EXCERPT TO READ
<<<<
This is going to be a bit of a rant/assessment. Considering the circumstances, I hope I dont get ripped. Please forgive me, but I was really thinking about some things.. and its not pretty for me.
Reality: My parents got divorced, and my father ended up with money, ,love, a luxury life, all the friends from our past, and such. He had done truly dispicable things to my mom and me. His only punishment was that I wasnt seeing him. My mom on the other hand, was alone for much of the last 22 years., except for one LTR, and dates. Her one main love since my dad was an alcoholic, and died not long after my parents divorce. She also had little money. My father blackmailed her not to go to court for an increase, and all of the businesses we tried to improve our financial situation, failed.
Now, he still has money, (Including the money from what was my mom's alimony check back) the wife, all the friends, the family, as well as Mitch, dealing with everyone who he says, and him trying to tell Mitch how to live Mitch's life. Sheila died, which he loves, because it makes him the winner in his now four decade war. The only loss he had, is that I never saw his mother.
>>>>
GIVEN MATERIAL
<<<<
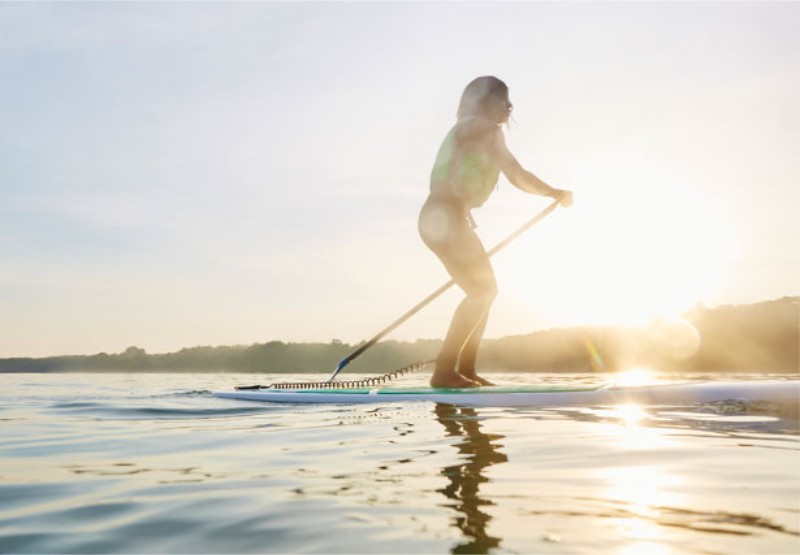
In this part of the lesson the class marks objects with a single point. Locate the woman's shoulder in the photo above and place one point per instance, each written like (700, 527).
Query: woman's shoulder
(475, 128)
>>>>
TASK LIST
- 1) In one to three sentences, explain why the mother in the account of the parents' divorce had little money.
- 2) Pick up the account of the parents' divorce after its final sentence and keep writing it.
The lines have nothing to do with the account of the parents' divorce.

RESPONSES
- 1) The father blackmailed her so she would not go to court for an increase. All of the businesses they tried in order to improve their financial situation failed.

- 2)
Since I've seen him, following my mom's funeral, he keeps saying "You have a shot", in other words.. If fucked up Mitch does what he says, I have a chance to have.. the minimal life that he says. He has never admitted wrongdoing to me with the taxes, his threats, or what he did to me or my mom. If I have kids, he also gets the reward of grandchildren, that my mom will never have.
Maybe I'm stretching the point.. but.. I guarantee, if I met a girl who was reluctant about my foot and tickle fetish, who complained to him about it, instead of telling me to get rid of the girl, if she wasnt meeting my needs, he would tell me that I have the problem, and to go to a shrink to get rid of the forum, and the foot and tickle fetish. If that EVER happened, I would tell both the girl and him to go fuck themselves.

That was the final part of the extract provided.